> **EXERCISE SET**:
a – In the passage on the Formula One budget cap, rewrite the stretch from "Formula One’s budget" through "within the sport.", replacing "budget cap" with "spending limit".
b – Based on the passage about the Formula One budget cap, decide whether each statement agrees with it. Answer yes or no for each, and quote the words that settle it.
(i) Red Bull went over the 2021 budget cap by £1.86m.
(ii) Red Bull disputed that they had broken the cap.
(iii) The row ended once the Japan race was over.

Formula One’s budget cap was intended to draw financial lines in the sand. With the furore of its breach by Red Bull still echoing, it appears to have instead become a rallying call to form battle lines in what is an increasingly combative and toxic atmosphere bemoaned by many within the sport.
Red Bull were deemed to have broken the £114m budget cap for 2021 by £1.86m and acknowledged this in an “accepted breach agreement” with the FIA. The team conceded they had broken the cap and accepted a £6.05m fine and a 10% reduction in wind tunnel time.
F1 would have hoped that was the end of an unseemly row that has overshadowed the sport since the Singapore GP, and indeed Red Bull’s Max Verstappen securing his second title in Japan. Yet it rumbled on through the last two rounds in the US and Mexico with the atmosphere only growing more noxious.

> **RECORD EXCERPTS**:
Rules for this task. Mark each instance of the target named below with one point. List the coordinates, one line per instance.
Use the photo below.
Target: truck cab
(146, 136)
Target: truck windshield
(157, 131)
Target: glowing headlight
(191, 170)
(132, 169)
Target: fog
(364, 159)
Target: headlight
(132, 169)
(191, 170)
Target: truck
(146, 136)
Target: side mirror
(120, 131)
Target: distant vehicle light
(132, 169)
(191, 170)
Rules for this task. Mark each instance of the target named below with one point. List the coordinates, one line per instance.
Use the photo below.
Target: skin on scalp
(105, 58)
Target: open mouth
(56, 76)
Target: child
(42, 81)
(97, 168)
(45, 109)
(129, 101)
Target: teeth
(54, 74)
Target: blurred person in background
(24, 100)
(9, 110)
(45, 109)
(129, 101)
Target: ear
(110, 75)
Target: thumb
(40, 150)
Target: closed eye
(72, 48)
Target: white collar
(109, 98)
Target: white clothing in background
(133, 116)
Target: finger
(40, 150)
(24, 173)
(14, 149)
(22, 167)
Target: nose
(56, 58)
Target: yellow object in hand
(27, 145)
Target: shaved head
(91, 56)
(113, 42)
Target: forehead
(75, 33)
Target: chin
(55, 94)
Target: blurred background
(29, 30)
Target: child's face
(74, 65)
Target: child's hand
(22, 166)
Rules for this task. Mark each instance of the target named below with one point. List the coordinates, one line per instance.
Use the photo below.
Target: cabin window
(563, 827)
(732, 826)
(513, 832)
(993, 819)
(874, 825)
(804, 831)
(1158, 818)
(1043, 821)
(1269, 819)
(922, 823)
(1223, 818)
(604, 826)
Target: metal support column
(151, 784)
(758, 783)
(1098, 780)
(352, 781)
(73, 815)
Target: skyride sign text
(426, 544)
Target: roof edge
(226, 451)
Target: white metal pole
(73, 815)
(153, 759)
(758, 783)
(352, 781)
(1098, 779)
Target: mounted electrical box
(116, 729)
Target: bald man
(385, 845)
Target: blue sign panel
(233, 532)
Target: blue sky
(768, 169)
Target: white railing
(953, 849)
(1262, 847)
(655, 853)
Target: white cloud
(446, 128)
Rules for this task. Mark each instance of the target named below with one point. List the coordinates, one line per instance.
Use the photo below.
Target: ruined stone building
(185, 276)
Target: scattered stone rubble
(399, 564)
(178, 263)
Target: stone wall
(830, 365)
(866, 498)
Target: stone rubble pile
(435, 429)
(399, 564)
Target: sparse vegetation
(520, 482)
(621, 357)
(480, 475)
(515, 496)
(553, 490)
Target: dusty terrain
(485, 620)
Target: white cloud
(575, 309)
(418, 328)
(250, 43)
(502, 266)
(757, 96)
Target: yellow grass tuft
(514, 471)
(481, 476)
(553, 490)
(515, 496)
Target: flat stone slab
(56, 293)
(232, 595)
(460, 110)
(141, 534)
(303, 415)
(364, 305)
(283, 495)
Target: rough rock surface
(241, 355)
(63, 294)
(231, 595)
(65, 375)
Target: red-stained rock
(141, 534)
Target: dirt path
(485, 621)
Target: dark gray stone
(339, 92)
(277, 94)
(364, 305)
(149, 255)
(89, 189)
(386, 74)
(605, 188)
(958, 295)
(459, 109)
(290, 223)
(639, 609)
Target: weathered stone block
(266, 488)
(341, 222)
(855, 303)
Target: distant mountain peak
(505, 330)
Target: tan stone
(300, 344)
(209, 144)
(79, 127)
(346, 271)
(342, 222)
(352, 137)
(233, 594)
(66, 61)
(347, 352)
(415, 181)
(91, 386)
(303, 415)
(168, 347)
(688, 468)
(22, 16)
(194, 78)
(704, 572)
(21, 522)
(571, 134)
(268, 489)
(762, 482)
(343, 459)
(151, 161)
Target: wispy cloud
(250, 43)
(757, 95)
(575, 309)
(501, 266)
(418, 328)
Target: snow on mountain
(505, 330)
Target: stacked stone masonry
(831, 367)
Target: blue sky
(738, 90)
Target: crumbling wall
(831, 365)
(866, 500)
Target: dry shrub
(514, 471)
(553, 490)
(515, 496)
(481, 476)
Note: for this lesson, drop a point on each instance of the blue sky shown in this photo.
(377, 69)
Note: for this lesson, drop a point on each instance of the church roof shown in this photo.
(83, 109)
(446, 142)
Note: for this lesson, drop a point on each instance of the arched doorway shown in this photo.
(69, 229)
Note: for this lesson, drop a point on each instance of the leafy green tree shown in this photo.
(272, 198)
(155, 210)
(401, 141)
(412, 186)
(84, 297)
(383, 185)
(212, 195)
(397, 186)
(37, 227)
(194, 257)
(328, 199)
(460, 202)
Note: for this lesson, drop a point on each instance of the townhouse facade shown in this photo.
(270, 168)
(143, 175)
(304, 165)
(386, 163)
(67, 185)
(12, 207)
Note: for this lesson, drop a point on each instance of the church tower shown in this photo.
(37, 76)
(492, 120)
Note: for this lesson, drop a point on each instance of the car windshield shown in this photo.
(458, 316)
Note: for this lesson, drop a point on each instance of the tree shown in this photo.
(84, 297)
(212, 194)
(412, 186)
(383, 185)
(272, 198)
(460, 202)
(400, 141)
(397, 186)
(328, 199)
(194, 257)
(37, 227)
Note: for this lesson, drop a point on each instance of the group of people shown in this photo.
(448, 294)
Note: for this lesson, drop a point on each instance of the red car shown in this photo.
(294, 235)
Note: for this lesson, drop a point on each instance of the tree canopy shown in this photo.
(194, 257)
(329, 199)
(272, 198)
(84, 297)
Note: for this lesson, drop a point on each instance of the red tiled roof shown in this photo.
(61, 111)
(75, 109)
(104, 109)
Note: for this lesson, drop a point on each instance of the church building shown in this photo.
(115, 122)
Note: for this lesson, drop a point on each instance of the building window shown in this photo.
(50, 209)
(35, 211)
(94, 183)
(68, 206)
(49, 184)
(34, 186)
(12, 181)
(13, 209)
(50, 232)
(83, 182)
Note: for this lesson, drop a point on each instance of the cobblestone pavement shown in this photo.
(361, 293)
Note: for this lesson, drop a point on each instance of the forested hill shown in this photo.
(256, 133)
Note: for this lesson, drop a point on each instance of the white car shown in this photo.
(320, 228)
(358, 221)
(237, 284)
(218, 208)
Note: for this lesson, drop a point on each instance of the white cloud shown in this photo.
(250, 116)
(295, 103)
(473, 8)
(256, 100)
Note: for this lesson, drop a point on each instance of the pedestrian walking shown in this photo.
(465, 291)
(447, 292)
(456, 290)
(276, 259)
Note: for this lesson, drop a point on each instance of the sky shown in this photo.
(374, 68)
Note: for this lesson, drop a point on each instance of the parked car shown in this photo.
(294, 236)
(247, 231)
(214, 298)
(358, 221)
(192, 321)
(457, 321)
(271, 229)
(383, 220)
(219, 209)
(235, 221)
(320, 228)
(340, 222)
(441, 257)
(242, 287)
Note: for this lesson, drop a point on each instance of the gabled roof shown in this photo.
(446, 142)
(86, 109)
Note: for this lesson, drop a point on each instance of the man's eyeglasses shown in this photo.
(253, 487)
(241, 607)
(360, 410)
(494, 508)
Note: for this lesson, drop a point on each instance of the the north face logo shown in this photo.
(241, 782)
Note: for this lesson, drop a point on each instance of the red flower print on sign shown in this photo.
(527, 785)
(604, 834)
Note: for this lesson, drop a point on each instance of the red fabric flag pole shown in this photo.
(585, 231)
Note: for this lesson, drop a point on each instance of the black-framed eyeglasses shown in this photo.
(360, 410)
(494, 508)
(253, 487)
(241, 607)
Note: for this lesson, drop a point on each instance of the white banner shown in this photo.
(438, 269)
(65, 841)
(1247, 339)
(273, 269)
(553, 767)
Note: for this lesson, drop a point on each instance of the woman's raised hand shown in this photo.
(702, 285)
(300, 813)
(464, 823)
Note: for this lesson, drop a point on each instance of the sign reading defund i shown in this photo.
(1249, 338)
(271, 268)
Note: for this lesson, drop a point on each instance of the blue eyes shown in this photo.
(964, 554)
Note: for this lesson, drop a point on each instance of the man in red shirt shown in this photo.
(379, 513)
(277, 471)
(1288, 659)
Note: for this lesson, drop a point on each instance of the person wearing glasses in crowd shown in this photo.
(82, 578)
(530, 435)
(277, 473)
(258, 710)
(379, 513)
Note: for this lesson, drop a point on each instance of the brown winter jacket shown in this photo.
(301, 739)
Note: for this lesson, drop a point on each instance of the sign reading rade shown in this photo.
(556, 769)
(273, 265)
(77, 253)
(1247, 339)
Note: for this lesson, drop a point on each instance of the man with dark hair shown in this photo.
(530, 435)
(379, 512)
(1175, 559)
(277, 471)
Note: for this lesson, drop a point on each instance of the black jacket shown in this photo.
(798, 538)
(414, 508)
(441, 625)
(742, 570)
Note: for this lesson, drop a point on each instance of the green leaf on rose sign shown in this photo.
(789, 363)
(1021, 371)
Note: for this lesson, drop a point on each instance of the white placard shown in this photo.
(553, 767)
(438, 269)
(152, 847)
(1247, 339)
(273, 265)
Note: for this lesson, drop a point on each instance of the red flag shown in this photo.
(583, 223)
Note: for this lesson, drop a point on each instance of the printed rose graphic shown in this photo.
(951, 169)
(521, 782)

> **ANSWERS**:
a –
Formula One’s spending limit was intended to draw financial lines in the sand. With the furore of its breach by Red Bull still echoing, it appears to have instead become a rallying call to form battle lines in what is an increasingly combative and toxic atmosphere bemoaned by many within the sport.

b –
(i) Yes: "Red Bull were deemed to have broken the £114m budget cap for 2021 by £1.86m"
(ii) No: "The team conceded they had broken the cap"
(iii) No: "it rumbled on through the last two rounds in the US and Mexico"